====== SUPPLIED DATA ======

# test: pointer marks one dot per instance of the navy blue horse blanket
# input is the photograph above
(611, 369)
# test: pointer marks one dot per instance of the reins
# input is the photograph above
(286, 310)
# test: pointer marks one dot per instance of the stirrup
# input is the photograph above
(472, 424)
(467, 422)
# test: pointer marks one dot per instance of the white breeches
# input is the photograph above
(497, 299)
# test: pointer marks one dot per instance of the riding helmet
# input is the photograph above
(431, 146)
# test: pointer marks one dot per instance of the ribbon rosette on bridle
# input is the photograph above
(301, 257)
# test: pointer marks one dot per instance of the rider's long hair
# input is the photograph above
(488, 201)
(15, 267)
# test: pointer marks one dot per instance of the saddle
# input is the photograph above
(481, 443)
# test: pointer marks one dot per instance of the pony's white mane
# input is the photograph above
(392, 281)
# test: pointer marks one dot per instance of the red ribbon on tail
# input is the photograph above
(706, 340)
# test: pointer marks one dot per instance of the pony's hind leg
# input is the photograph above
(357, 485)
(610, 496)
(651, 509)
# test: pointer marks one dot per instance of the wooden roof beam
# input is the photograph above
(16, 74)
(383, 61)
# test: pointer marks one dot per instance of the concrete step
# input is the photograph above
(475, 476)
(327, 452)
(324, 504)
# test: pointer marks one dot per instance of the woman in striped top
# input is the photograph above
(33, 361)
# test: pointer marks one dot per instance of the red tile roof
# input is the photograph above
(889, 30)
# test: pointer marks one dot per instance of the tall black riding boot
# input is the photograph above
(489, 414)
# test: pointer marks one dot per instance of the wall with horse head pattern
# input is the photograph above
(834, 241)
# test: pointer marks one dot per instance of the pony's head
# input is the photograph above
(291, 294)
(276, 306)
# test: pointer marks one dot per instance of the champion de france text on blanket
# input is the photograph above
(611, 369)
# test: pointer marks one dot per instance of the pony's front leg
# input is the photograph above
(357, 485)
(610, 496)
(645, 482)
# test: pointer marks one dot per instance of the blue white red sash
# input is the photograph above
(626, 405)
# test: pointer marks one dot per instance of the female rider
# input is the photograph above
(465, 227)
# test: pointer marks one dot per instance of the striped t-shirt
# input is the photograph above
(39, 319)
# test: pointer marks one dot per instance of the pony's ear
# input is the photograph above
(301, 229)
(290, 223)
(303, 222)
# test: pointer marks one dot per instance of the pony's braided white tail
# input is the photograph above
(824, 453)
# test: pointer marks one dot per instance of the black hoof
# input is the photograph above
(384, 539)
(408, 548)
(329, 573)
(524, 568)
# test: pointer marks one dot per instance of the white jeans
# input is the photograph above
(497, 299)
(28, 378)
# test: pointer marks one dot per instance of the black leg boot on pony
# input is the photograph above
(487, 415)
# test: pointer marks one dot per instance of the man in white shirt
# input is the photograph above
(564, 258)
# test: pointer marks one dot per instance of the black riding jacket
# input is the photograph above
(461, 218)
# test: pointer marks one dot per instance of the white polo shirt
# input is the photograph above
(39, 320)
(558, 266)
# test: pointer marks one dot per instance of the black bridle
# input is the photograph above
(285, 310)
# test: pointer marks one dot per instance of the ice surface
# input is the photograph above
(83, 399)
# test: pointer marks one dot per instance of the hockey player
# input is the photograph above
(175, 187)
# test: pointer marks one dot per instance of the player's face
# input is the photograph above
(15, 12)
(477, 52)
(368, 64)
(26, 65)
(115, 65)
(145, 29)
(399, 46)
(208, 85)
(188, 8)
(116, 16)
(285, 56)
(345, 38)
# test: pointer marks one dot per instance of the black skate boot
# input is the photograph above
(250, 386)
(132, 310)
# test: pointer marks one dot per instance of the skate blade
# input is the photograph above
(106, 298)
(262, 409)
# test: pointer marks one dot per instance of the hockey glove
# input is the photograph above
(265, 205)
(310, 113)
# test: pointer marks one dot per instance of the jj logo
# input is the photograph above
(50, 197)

======

* STATED GOAL *
Copy out the part of the items that opens with the line containing "# test: pointer marks one dot per instance of the jj" and runs through the last line, putting "emblem" in place of "logo" and changing nothing else.

* RESPONSE BELOW *
# test: pointer marks one dot per instance of the jj emblem
# input is the photograph above
(50, 197)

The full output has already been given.